### Provided material
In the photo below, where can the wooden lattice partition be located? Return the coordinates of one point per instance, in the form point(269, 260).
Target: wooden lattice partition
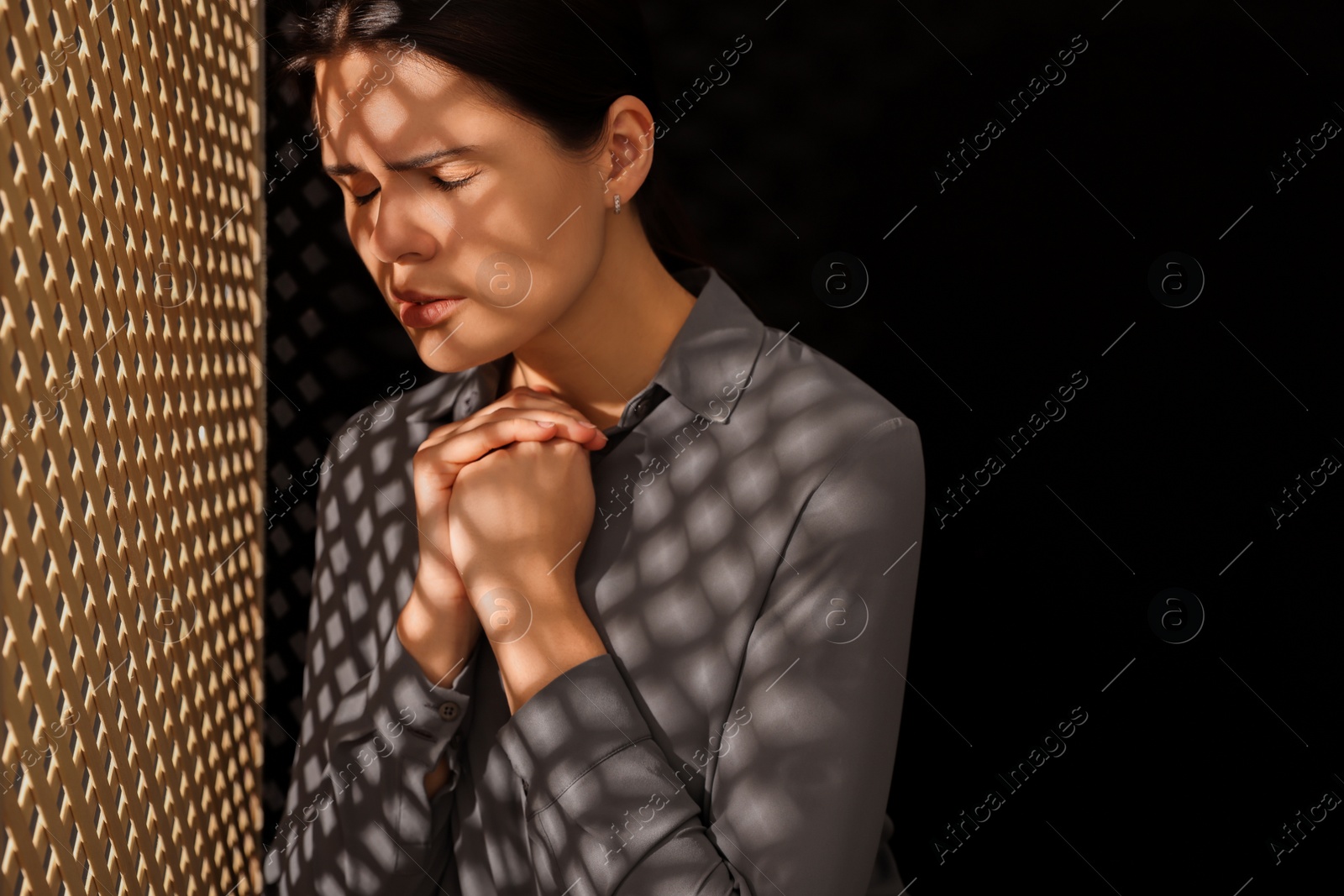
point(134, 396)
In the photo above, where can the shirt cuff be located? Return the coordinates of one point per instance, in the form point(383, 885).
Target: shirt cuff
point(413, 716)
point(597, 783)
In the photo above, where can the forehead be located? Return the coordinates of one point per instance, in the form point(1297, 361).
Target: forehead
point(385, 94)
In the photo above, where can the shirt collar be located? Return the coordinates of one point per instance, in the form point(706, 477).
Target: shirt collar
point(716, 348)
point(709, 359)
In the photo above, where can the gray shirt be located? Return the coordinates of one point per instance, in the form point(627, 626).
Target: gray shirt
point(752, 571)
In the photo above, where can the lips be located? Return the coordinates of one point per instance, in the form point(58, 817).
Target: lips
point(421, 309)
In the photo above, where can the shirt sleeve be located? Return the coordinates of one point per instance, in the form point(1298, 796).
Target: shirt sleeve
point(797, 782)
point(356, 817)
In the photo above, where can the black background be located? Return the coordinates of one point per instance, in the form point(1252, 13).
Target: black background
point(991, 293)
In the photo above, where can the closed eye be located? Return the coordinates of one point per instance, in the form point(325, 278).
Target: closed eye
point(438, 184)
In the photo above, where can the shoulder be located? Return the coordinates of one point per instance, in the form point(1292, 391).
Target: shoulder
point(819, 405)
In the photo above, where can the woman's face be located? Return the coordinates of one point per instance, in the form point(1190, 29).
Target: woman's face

---

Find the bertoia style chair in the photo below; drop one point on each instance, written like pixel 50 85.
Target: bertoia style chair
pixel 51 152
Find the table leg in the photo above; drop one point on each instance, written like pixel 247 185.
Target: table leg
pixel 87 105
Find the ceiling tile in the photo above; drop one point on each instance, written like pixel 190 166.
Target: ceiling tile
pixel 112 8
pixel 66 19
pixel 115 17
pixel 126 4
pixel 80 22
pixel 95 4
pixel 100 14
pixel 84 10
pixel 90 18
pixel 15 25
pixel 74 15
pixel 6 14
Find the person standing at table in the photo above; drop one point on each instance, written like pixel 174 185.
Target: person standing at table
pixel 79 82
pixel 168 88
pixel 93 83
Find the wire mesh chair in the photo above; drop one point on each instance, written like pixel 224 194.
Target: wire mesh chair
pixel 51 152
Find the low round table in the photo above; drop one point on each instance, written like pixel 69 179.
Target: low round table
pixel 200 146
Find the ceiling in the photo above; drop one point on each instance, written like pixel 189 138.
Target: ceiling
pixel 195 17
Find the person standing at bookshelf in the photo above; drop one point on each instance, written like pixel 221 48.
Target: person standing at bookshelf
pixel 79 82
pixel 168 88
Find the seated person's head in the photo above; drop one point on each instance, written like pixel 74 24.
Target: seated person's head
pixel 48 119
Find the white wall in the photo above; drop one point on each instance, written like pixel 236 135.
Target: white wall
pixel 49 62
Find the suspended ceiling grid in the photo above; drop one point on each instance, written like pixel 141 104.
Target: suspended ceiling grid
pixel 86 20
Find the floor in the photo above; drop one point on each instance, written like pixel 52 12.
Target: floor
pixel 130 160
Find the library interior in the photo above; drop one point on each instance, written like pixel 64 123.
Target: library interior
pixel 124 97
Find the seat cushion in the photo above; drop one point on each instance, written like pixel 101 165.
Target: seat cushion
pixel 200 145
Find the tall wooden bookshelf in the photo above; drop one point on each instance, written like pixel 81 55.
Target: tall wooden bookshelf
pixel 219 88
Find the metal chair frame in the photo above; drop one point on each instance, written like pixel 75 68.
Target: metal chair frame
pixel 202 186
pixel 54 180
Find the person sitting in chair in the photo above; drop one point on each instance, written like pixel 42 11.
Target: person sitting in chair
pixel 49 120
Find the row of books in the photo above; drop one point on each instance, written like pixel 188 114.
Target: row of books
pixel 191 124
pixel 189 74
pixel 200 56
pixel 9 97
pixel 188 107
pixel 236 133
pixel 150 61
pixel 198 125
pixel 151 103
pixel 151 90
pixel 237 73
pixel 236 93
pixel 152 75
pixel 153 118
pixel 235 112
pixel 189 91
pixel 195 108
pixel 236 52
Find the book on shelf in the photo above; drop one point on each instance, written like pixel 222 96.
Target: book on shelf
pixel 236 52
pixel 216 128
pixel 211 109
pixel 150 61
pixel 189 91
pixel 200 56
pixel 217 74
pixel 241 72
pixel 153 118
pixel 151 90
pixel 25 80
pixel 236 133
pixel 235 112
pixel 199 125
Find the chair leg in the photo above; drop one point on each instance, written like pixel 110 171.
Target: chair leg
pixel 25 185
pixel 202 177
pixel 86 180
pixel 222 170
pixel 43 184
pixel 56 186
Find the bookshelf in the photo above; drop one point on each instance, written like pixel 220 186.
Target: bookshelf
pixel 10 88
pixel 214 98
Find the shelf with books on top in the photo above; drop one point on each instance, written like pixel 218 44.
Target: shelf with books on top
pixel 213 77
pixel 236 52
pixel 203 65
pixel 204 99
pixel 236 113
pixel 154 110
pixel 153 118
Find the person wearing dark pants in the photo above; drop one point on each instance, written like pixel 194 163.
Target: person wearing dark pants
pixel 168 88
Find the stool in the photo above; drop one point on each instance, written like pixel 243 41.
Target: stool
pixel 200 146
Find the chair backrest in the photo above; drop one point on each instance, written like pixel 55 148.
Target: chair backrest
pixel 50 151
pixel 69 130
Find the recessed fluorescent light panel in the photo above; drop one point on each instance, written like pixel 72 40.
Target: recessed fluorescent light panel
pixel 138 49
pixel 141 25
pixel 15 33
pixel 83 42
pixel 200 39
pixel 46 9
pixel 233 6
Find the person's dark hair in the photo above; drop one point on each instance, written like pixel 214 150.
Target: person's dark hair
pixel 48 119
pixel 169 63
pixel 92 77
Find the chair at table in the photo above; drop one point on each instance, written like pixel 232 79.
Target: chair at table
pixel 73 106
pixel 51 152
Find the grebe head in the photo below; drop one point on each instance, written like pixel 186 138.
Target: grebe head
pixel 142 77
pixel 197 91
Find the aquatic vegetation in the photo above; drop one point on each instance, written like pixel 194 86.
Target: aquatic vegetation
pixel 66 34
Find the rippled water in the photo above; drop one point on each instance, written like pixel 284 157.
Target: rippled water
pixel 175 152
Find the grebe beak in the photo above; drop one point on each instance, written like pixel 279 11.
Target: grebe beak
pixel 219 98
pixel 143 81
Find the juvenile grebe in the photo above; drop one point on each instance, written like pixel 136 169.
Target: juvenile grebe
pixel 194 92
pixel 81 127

---

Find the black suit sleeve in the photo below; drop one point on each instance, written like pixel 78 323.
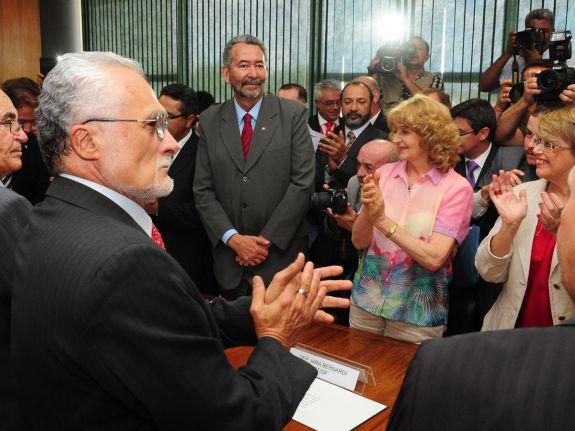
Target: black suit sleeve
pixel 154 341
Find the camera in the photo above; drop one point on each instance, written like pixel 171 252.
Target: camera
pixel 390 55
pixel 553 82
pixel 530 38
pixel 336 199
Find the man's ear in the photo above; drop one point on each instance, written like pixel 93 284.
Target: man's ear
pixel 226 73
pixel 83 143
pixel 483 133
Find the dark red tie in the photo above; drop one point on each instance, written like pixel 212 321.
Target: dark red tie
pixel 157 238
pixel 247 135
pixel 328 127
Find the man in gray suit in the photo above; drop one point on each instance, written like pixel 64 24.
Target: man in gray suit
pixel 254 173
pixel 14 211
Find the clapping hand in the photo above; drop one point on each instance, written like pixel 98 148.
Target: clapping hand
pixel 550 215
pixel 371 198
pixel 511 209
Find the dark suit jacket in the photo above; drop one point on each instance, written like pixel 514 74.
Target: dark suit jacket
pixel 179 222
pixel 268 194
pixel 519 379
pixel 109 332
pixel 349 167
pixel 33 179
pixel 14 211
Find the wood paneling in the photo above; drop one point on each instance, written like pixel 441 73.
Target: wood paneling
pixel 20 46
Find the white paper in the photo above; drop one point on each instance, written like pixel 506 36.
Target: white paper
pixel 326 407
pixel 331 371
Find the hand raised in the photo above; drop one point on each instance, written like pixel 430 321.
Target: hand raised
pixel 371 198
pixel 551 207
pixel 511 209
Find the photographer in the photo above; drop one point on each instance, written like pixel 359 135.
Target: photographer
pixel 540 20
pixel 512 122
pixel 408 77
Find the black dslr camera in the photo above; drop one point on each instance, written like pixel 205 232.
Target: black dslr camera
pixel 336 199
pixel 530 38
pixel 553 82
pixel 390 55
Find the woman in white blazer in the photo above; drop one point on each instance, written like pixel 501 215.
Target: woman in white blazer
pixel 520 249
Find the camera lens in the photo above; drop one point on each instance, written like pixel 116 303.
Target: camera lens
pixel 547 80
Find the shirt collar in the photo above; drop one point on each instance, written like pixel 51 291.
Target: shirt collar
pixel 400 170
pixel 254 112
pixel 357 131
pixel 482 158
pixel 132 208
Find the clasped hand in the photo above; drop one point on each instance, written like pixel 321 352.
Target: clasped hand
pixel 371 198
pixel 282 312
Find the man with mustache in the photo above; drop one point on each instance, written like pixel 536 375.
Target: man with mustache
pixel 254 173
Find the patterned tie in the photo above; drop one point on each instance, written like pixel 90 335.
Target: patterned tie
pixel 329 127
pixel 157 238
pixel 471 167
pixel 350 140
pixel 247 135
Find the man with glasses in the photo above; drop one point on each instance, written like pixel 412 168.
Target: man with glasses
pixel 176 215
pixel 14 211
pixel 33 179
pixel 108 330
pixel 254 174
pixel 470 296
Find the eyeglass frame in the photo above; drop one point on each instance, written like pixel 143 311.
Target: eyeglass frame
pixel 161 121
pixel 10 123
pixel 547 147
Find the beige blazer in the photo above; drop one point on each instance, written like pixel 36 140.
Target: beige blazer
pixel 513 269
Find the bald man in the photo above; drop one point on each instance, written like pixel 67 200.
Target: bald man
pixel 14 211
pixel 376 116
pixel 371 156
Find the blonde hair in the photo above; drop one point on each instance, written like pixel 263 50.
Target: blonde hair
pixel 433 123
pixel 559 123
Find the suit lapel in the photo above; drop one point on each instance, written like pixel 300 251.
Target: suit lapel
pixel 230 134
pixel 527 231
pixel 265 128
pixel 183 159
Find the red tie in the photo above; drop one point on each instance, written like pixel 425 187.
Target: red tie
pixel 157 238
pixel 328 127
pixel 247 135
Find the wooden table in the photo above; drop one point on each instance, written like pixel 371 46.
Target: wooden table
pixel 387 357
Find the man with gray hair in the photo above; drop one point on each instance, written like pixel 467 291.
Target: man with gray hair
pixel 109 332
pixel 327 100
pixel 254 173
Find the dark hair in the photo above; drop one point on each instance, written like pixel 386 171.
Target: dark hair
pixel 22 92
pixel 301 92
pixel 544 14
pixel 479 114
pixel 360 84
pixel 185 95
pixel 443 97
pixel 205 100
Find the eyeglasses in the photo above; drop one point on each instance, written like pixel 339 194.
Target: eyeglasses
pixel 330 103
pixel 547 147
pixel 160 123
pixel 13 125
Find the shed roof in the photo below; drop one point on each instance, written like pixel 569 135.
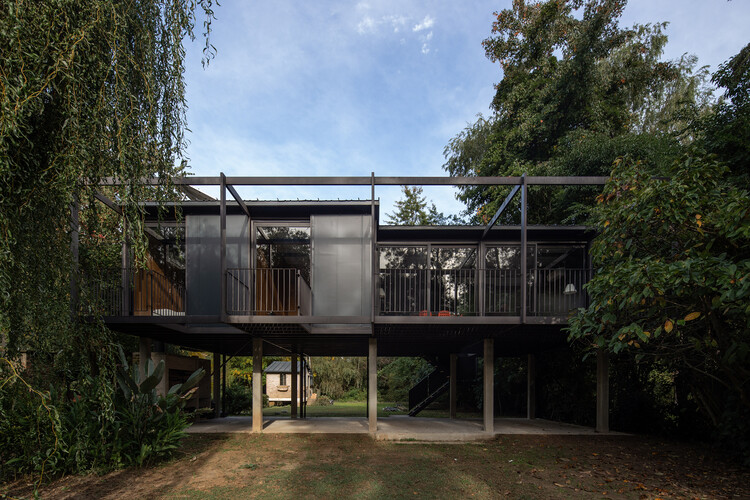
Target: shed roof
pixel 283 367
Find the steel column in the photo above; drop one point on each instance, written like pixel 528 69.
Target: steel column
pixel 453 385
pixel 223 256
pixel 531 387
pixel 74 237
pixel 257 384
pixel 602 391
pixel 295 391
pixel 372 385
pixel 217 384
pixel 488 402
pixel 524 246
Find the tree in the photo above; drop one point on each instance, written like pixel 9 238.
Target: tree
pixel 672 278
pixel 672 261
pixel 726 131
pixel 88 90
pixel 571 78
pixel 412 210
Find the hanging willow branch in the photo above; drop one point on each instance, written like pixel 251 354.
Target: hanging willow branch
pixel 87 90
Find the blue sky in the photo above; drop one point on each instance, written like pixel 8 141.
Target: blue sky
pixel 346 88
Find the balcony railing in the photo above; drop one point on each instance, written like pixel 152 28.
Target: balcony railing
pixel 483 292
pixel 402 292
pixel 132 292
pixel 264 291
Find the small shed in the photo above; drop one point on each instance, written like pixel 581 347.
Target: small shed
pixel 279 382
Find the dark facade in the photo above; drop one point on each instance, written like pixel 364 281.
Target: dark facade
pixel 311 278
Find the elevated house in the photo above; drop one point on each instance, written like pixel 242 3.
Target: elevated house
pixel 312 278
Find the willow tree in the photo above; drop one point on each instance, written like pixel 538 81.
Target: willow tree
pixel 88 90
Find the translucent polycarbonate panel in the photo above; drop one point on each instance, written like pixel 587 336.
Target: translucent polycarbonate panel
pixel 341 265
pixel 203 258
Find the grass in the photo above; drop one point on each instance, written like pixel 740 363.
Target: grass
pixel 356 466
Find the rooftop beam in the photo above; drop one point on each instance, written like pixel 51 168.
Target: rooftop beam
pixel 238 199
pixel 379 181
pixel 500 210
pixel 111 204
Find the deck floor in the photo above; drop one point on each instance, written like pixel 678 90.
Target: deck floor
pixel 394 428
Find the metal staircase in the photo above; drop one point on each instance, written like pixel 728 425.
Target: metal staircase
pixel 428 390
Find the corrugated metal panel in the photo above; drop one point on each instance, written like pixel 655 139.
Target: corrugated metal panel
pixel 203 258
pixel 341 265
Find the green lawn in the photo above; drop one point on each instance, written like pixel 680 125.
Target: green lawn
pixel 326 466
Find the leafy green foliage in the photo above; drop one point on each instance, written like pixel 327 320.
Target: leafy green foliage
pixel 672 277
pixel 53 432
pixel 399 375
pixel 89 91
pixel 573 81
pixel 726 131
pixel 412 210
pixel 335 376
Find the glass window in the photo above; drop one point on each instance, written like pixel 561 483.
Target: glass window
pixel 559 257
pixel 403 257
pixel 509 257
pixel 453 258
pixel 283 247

### About this exercise
Using the listing above, return word for word each line from the one that has "Find the camera in" through the one that has "Find the man's", and no line outside that range.

### Output of the exercise
Find the camera in the photo above; drop one point on each instance, written like pixel 171 252.
Target: camera
pixel 390 55
pixel 553 82
pixel 530 38
pixel 336 199
Find the man's ear in the photo above; drop one point on each instance, written like pixel 93 284.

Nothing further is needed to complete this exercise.